_ACTIONS À MENER:_
a. Reproduisez à l'identique le passage du document source qui va de « Marthe est sage, vertueuse, humainement » jusqu'à « pieds, pour recevoir. » inclus.
b. Relevez dans le document source toutes les catégories d'âmes que Jésus a proclamées heureuses dans les Béatitudes.
***** DOCUMENT SOURCE
Et Jésus leur montre les petits
enfants :
« À ceux qui leur
ressemblent de recevoir le
Royaume ! ».
Où Jésus demeure-t-il
incompris ? Quelles sont les maisons qui
lui ferment leurs portes, les villes qui lui
refusent l'accueil, les âmes qui lui restent
closes ? Ce sont celles d'où
s'élève la parole du refus :
« Ici l'on n'a besoin de
rien ».
Ici pas de malade qui soupire après
la guérison ; ici pas de larmes qui
réclament un consolateur ; ici pas de
pauvres qu'un secret espoir soulève vers un
autre avenir ! Ailleurs encore ce sont ces
hommes aux pensées compliquées, dont
l'âme revient en arrière, après
avoir palpité un instant au passage du divin
maître : « Quelque chose de
bon peut-il venir de Nazareth ? Celui-ci,
d'où vient-il ? À quelle
école a-t-il été formé,
celle du rabbin X ou du docteur Y ? Par quel
pouvoir fait-il ces choses ? Quel miracle
va-t-il nous montrer ? ».
Pourquoi à Béthanie, la
bonne part revient-elle à Marie ?
Marthe est sage, vertueuse, humainement raisonnable
et prudente. Mais des deux soeurs âme
évangéliquement enfantine, c'est
celle de Marie. Quand il s'agit du visiteur divin,
avant de se demander :
« Que vais-je lui
apporter ? », elle s'est assise
à ses pieds, pour recevoir.
Jésus dit : Les petits
enfants sont proches du Royaume. Et
derrière ces petits qu'il bénit, il
voit ces âmes avides, celles qu'il a
proclamées heureuses dans les immortelles
Béatitudes - heureuses d'être tout
nûment les pauvres, les affligés, les
victimes, les affamés. Celles qui sans
questionner, sans demander : Pourquoi ?
**********
***** ENTRÉES FOURNIES
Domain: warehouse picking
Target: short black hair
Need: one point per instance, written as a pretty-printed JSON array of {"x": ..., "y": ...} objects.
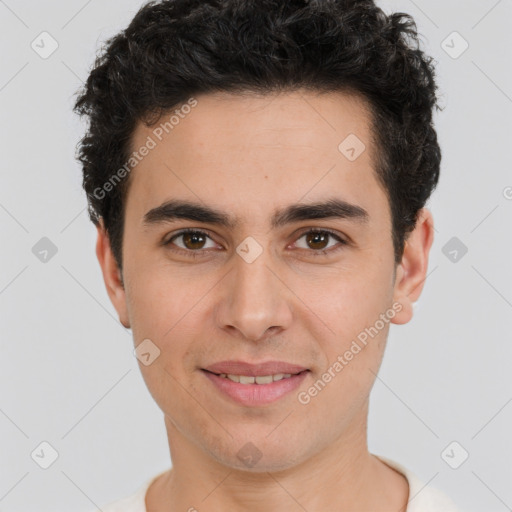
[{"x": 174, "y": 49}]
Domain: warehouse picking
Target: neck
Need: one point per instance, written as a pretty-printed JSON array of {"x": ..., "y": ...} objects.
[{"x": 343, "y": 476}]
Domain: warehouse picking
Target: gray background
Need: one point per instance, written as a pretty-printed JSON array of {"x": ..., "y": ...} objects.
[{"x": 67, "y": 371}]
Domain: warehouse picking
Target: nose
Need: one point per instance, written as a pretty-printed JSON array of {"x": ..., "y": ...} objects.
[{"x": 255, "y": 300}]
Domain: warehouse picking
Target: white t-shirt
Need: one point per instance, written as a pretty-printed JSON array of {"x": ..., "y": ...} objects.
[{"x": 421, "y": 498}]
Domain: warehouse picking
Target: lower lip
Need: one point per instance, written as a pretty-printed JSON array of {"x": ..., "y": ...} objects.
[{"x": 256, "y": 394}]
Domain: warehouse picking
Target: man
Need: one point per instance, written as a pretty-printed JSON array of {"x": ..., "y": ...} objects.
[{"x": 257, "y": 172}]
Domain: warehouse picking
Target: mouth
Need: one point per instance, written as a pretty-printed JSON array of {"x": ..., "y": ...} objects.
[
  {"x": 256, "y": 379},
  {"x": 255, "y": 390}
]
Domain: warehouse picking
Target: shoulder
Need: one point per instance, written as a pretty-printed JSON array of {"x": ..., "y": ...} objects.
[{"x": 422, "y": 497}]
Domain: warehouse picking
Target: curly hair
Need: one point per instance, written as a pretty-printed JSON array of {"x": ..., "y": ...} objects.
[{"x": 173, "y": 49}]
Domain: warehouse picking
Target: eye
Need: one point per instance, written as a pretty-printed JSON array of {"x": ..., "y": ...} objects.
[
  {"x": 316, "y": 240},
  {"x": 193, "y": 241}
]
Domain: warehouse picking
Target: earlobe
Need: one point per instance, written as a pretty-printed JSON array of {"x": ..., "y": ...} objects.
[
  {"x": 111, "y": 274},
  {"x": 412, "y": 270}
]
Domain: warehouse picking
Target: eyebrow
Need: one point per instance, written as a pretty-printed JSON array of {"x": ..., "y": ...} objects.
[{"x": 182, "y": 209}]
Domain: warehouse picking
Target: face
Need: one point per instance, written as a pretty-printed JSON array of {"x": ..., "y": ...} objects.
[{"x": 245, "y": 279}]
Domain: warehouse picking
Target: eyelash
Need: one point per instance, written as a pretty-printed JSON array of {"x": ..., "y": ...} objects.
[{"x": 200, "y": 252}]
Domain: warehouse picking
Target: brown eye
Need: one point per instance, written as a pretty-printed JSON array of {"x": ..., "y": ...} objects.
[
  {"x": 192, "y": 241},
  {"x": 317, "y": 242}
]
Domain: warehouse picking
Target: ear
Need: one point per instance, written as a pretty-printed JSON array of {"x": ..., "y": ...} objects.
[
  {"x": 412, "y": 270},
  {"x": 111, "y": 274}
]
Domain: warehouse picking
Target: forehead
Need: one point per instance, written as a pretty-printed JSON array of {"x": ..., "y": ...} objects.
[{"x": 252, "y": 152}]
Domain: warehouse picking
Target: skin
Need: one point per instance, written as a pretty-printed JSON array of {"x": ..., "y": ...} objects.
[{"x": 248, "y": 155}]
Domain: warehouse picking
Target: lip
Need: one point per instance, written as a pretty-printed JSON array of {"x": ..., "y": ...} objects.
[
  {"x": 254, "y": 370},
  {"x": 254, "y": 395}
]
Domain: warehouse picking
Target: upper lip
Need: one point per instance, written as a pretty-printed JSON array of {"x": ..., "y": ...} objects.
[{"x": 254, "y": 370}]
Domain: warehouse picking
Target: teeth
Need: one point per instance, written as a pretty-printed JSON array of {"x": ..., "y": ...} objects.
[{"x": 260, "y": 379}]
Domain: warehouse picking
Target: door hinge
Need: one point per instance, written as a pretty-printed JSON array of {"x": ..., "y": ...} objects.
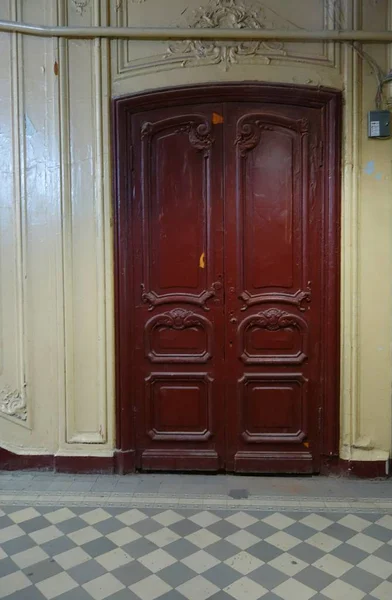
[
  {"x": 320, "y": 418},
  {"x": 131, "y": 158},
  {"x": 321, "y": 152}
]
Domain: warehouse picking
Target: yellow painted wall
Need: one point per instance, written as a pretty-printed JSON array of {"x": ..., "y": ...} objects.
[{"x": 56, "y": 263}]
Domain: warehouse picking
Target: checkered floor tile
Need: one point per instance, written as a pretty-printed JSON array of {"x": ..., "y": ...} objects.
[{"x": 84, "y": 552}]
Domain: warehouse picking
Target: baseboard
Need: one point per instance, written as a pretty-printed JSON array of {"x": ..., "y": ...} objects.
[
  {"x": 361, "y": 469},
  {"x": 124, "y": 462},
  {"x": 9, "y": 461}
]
**********
_RÉPONSES RÉDIGÉES:_
a.
Marthe est sage, vertueuse, humainement raisonnable
et prudente. Mais des deux soeurs âme
évangéliquement enfantine, c'est
celle de Marie. Quand il s'agit du visiteur divin,
avant de se demander :
« Que vais-je lui
apporter ? », elle s'est assise
à ses pieds, pour recevoir.

b. Les pauvres, les affligés, les victimes, les affamés.